### EXERCISE TASK
Copy the whole listing below word for word, keeping every line.

Rows from a pointing dataset
=-=-=-=-=

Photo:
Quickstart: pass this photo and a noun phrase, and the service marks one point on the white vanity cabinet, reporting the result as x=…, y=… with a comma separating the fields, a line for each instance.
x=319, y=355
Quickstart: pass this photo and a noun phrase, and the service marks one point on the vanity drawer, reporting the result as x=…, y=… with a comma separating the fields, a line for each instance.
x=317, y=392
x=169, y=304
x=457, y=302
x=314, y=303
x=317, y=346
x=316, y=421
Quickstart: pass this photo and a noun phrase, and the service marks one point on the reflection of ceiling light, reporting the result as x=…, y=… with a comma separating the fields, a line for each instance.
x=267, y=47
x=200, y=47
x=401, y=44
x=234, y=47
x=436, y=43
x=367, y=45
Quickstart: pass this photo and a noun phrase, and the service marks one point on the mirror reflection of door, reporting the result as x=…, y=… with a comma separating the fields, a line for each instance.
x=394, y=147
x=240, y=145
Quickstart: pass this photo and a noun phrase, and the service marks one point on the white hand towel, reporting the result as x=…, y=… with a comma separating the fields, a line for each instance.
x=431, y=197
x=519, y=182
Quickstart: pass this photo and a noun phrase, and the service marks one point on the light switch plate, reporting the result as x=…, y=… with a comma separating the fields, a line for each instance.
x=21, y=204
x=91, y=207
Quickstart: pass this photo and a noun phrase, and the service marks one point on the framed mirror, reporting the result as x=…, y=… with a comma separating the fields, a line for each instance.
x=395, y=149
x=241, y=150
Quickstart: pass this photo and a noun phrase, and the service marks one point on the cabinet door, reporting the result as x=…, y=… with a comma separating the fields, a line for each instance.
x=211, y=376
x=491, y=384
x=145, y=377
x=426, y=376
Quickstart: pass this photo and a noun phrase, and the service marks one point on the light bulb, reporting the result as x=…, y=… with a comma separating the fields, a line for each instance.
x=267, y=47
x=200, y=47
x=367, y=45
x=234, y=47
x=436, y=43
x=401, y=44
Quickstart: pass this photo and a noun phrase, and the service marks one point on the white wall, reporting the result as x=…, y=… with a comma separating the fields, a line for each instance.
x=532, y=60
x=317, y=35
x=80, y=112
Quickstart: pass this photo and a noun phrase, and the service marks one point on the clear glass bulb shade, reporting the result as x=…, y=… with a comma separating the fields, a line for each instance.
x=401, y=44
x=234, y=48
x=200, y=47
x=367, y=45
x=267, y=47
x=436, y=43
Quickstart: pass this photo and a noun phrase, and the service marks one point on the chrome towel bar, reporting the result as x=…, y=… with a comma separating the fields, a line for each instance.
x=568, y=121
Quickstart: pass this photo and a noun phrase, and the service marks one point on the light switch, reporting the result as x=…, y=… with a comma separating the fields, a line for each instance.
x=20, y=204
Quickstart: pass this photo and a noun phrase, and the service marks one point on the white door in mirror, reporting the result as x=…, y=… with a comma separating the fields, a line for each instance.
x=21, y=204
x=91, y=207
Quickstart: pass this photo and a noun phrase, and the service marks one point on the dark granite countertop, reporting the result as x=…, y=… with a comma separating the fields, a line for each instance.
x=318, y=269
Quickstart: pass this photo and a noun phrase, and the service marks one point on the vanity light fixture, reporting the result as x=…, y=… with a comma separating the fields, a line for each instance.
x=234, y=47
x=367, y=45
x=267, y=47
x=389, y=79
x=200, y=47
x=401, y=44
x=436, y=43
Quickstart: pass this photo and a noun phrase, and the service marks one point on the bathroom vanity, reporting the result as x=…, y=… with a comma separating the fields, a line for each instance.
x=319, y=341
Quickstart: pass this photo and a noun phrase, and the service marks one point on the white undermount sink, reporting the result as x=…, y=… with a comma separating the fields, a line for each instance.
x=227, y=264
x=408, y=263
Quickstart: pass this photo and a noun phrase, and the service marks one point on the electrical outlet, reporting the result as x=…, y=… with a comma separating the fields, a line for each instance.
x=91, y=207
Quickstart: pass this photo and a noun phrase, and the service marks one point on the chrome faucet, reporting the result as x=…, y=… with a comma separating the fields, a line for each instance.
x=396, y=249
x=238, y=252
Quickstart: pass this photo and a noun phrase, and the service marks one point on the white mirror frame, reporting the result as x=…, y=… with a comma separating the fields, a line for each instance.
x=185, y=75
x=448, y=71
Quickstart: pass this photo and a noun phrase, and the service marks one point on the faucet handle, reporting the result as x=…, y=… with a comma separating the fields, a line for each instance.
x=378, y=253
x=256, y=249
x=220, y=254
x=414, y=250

=-=-=-=-=

### ANSWER TO THE PROBLEM
Photo:
Quickstart: pass this photo and a noun phrase, and the service marks one point on the white vanity cabinet, reporting the result as x=…, y=… with a comma separating the fields, a line for each instance.
x=319, y=355
Quickstart: pass this photo and a noun phrase, and the service marks one point on the vanity drawer, reporting the result as x=…, y=… with a comma separating the fields, a line for each instance.
x=317, y=392
x=169, y=304
x=457, y=302
x=314, y=303
x=317, y=346
x=316, y=421
Quickstart: pass this photo and a noun phrase, and the service marks one point on the reflection of ceiling light, reporting the result as x=…, y=… with a comma separating the fields, a line for each instance.
x=267, y=47
x=200, y=47
x=401, y=44
x=234, y=47
x=436, y=43
x=367, y=45
Quickstart: pass this photo and a noun phrase, and the service marks one point on the mirror reflection of door, reporting the result as x=…, y=… with a comma separating the fields, a line for each instance.
x=394, y=147
x=240, y=145
Quickstart: pass this photo and a noun phrase, and the service marks one point on the white hand towel, reporting the result as x=…, y=… with a comma separating the fields, a line for each instance.
x=431, y=197
x=519, y=182
Quickstart: pass this photo and a noun phrase, and the service marks one point on the light switch plate, reporting the result as x=…, y=… with a comma separating the fields, a line for each instance.
x=21, y=204
x=91, y=207
Quickstart: pass this photo and a noun phrase, and the service marks one point on the framed mirror, reporting the result as x=…, y=… with a comma separating the fields, a line for each instance.
x=395, y=149
x=241, y=150
Quickstart: pass this photo and a noun phrase, and the service marks one point on the cabinet door, reporting the result as x=…, y=… with a comma separating the fields, a line for each instance.
x=211, y=376
x=491, y=384
x=145, y=377
x=426, y=376
Quickstart: pass this photo and a noun phrase, and the service marks one point on the light bulb, reporting the result as x=…, y=… with a comma separating the fields, a line for each instance.
x=267, y=47
x=200, y=47
x=367, y=45
x=234, y=47
x=436, y=43
x=401, y=44
Quickstart: pass this photo and a noun phrase, and the service marks one point on the white wall, reporting the result as x=…, y=… with a comma separating the fields, a line for each instance.
x=532, y=60
x=317, y=35
x=80, y=112
Quickstart: pass this photo and a noun phrase, and the service marks one point on the clear glass bulb shade, reporting the result as x=…, y=… with a comma separating the fields, a line for each instance.
x=401, y=44
x=234, y=48
x=200, y=47
x=367, y=45
x=267, y=47
x=436, y=43
Quickstart: pass this photo and a noun phrase, and the service marks one point on the chrome towel bar, reporting the result as x=…, y=… with a comma separating the fields, a line for each instance.
x=568, y=121
Quickstart: pass this photo and a noun phrase, and the service marks one point on the light switch, reporting the result as x=…, y=… with a comma separating the fields, a line for each instance.
x=20, y=204
Quickstart: pass this photo and a noun phrase, and the service marks one point on the white door in mirror, reporting the result as x=…, y=… with a comma separating the fields, a line for each instance.
x=21, y=204
x=91, y=207
Quickstart: pass this photo and a noun phrase, and the service marks one point on the dark granite countertop, reporting the result as x=…, y=… with a comma separating the fields, a line for each instance.
x=318, y=269
Quickstart: pass this photo and a noun phrase, and the service marks one point on the vanity light fixture, reporting the result as x=…, y=… with a comma separating the fields, a line for each instance.
x=234, y=47
x=367, y=45
x=267, y=47
x=389, y=79
x=200, y=47
x=401, y=44
x=436, y=43
Quickstart: pass this photo and a noun phrase, and the service marks one point on the bathroom vanity, reporting the result as x=…, y=… with a comma separating the fields, a line for each instance.
x=319, y=341
Quickstart: pass this photo and a noun phrase, and the service marks one point on the white undermount sink, reporting the result as x=…, y=… with a comma separating the fields, a line for each instance.
x=227, y=264
x=408, y=263
Quickstart: pass this photo and a noun phrase, and the service marks one point on the electrical outlet, reporting the result as x=…, y=… with a comma separating the fields, a line for each instance.
x=91, y=207
Quickstart: pass this photo and a noun phrase, and the service marks one point on the chrome faucet, reporting the result as x=…, y=… with a comma separating the fields, a line for each instance.
x=396, y=249
x=238, y=252
Quickstart: pass this photo and a noun phrase, and the service marks one point on the white mirror frame, reporting the result as x=…, y=… with a comma separating the fields, a line for each instance.
x=185, y=75
x=448, y=71
Quickstart: pass this photo and a noun phrase, and the service marks one point on the faucet handle, reporting the result as x=…, y=… with a comma separating the fields, a line for each instance.
x=378, y=253
x=256, y=249
x=220, y=254
x=414, y=250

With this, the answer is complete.